─── Material provided ───

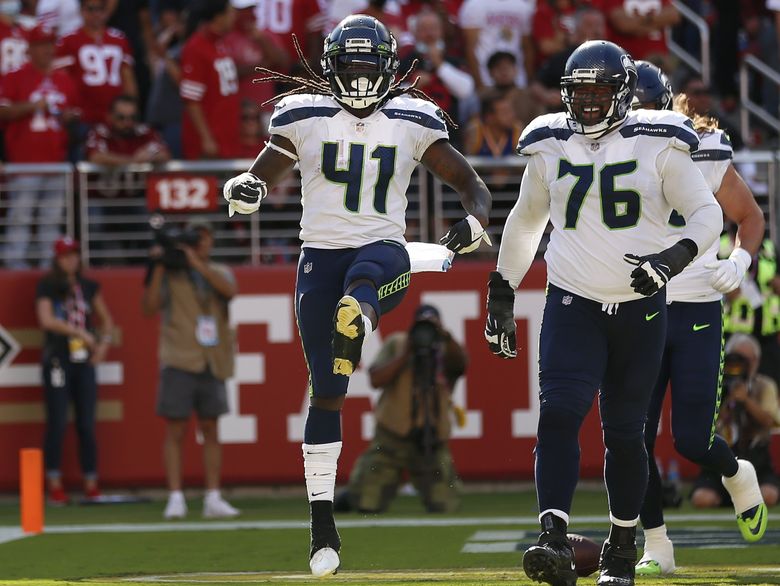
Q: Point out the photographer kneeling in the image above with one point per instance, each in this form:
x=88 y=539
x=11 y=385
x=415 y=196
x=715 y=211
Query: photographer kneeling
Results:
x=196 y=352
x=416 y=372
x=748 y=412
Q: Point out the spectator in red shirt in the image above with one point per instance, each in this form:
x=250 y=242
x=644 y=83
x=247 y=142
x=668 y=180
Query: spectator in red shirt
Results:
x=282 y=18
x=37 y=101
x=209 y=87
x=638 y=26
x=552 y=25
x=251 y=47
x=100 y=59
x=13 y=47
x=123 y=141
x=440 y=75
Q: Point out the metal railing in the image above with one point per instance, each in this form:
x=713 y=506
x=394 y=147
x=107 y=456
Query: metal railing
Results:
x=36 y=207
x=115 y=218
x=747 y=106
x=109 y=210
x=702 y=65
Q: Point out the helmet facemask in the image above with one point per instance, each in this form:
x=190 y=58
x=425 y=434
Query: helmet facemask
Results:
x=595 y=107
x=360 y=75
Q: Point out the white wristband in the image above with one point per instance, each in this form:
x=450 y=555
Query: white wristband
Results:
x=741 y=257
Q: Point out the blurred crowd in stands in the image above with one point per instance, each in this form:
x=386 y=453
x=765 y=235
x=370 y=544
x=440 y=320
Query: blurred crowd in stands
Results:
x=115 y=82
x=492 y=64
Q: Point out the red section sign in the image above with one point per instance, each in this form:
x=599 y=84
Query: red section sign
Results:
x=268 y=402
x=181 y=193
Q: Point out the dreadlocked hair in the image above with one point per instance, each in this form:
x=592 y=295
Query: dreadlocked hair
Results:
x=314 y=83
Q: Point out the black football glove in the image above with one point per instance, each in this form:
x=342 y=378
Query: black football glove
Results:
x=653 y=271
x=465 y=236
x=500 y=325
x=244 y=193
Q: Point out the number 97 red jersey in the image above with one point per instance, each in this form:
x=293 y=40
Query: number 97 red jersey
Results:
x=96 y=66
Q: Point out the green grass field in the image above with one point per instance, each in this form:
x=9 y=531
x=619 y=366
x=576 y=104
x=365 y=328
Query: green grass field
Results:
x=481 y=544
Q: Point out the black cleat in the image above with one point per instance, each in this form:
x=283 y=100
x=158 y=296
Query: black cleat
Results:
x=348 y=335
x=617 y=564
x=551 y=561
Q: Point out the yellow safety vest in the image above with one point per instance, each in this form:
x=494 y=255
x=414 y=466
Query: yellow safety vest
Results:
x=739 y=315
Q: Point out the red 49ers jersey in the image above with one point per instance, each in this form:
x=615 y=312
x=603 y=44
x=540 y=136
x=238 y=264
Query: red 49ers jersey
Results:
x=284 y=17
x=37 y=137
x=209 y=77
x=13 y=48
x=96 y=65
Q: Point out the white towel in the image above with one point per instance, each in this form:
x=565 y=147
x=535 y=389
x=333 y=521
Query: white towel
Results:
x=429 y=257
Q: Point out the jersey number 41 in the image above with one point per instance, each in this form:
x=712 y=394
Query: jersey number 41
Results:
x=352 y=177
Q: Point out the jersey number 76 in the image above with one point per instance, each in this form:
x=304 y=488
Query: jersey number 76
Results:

───

Task objective:
Skipping any pictures, copy the entries exactly as they appear.

Your response:
Q: Point out the photographer kneeling in the image above with one point per instance, each in this form:
x=88 y=539
x=11 y=385
x=415 y=196
x=715 y=211
Query: photographer kneeling
Results:
x=196 y=352
x=416 y=372
x=748 y=412
Q: Point out the spectator in red shirt in the image above with one point per instance, each in this form:
x=250 y=242
x=644 y=83
x=247 y=142
x=668 y=180
Query: spectator in red shirt
Results:
x=282 y=18
x=37 y=101
x=209 y=87
x=638 y=26
x=552 y=25
x=251 y=47
x=100 y=59
x=13 y=47
x=123 y=141
x=440 y=75
Q: Point out the metal railing in the image above with one point per instance, each in this form:
x=713 y=506
x=394 y=147
x=107 y=456
Query: metal railing
Results:
x=36 y=207
x=115 y=218
x=747 y=106
x=109 y=210
x=702 y=65
Q: Point out the helmet facemask in the image above with one point per instance, each in this form:
x=190 y=58
x=425 y=434
Query: helmet facemask
Results:
x=595 y=107
x=360 y=75
Q: Point out the white wristband in the image above with one point per instance, each in this form:
x=450 y=555
Query: white wristband
Results:
x=741 y=257
Q: Point out the blurred crowd in stands in the image above with one point per instance, each in this form:
x=386 y=453
x=765 y=235
x=370 y=544
x=440 y=320
Query: blurred crowd in stands
Results:
x=115 y=82
x=492 y=64
Q: Point out the red section sign in the image above with one point per instance, each in this form:
x=599 y=84
Query: red section sign
Results:
x=268 y=402
x=181 y=193
Q: Point out the dreadlocked hair in the image above with one point per instance, each in this form:
x=592 y=295
Query: dreadlocked hair
Results:
x=314 y=83
Q: Point out the black football glove in the image above with one point per instance, each in this form:
x=342 y=378
Query: black football glove
Results:
x=653 y=271
x=465 y=236
x=500 y=325
x=244 y=193
Q: Point out the number 97 red jersey in the image above with one point per instance, each in this form:
x=293 y=40
Query: number 97 red jersey
Results:
x=96 y=66
Q: Point out the green grass field in the image above with one point per instance, each in this form:
x=9 y=531
x=619 y=366
x=576 y=104
x=365 y=328
Query: green grass field
Results:
x=481 y=544
Q: Point out the black cleat in the image above with one point per instance, each in this form:
x=283 y=100
x=158 y=296
Query: black cleat
Results:
x=348 y=335
x=617 y=564
x=551 y=561
Q: Point out the yellow safety vest in the image above with one point per instance, each in this form:
x=494 y=255
x=414 y=466
Query: yellow safety vest
Results:
x=739 y=315
Q: Point out the red 49ers jersey in the image above with one point per instance, each in this form:
x=615 y=312
x=603 y=44
x=540 y=136
x=238 y=264
Query: red 49ers jersey
Results:
x=284 y=17
x=37 y=137
x=209 y=77
x=13 y=48
x=96 y=65
Q: Point out the white towel in the image above with one point per instance, each in this form:
x=565 y=147
x=535 y=389
x=333 y=521
Query: white towel
Results:
x=429 y=257
Q: Point out the jersey number 41 in the image above with one point per instance, each in this form:
x=712 y=394
Query: jersey number 41
Results:
x=352 y=177
Q: Point out the jersey number 76 in the image above with one point per instance, each in this form:
x=304 y=488
Query: jersey number 76
Results:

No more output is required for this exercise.